Problem
Rewrite the data starting at its first line and ending at the line containing "[(70, 148)]", replacing "tent entrance flap" with "tent door flap" and keeping everything else the same.

─── Task data ───

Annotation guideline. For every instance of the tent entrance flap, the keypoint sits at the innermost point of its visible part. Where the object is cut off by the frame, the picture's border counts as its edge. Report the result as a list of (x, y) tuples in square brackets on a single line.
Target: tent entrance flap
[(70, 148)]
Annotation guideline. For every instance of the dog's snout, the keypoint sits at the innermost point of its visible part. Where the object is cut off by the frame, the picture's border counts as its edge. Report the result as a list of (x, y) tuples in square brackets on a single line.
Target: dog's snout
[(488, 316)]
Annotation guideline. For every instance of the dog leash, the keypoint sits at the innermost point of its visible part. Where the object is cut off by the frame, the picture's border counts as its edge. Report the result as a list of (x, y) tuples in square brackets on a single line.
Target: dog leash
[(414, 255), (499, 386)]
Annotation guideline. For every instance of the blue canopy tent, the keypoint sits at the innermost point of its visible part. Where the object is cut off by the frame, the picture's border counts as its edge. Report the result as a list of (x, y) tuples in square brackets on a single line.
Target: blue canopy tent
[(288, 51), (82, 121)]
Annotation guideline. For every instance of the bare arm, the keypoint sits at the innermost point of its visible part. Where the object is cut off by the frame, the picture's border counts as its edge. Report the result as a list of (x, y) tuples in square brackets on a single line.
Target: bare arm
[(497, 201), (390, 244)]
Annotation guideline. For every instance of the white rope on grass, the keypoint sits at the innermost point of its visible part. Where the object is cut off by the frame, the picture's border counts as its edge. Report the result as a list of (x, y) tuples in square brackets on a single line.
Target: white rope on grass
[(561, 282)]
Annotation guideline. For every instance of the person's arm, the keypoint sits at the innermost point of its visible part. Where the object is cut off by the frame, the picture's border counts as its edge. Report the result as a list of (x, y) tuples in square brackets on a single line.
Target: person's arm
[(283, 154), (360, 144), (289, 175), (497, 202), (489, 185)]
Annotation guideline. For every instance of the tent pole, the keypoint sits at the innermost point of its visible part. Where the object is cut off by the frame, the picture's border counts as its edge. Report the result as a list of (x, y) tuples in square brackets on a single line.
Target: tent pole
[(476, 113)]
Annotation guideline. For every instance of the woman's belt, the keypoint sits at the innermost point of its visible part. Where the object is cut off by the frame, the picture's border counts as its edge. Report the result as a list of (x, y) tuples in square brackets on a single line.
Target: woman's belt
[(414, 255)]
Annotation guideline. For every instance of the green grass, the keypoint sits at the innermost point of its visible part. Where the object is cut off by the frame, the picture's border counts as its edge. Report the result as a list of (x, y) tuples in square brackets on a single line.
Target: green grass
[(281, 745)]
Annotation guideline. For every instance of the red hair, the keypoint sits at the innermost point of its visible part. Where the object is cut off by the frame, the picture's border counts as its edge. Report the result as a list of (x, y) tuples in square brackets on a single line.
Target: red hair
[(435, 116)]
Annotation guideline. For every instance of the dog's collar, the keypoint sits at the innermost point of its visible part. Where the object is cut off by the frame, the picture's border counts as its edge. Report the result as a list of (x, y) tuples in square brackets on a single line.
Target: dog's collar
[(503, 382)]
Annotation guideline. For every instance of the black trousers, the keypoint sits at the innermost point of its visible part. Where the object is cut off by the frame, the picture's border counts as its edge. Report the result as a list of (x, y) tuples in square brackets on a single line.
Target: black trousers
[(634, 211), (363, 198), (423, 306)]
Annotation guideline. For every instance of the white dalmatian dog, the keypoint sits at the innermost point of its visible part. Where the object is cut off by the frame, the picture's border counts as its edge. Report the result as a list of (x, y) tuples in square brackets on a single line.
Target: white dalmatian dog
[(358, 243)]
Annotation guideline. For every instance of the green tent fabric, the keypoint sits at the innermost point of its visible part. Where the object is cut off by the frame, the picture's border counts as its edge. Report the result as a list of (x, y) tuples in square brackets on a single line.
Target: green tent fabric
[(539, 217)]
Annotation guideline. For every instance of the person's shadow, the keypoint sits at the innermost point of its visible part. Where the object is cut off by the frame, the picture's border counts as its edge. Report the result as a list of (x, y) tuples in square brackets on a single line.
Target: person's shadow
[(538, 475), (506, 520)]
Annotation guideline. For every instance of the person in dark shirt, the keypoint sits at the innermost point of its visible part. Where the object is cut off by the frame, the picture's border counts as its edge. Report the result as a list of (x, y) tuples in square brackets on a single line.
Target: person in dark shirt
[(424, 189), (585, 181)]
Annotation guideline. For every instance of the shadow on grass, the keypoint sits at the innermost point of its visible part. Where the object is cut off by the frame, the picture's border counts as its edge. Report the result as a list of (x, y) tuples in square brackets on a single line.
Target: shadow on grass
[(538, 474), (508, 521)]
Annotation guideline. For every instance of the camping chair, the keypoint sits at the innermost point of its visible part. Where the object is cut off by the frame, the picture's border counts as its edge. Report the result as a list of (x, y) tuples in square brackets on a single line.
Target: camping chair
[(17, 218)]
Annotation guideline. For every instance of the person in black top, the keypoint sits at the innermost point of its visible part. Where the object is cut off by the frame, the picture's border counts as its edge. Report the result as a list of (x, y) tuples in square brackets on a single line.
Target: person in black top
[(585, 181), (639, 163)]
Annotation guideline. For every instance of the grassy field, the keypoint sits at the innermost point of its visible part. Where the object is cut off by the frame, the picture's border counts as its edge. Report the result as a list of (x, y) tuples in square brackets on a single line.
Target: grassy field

───

Task output
Annotation guideline. For every instance of the tent door flap, the keypoint sits at the innermost point of its visible part. Where the object is cut off by the frame, the picture's border counts as its edge. Report the result as a list of (x, y) tuples in square brackets on a single line.
Target: tent door flap
[(70, 148)]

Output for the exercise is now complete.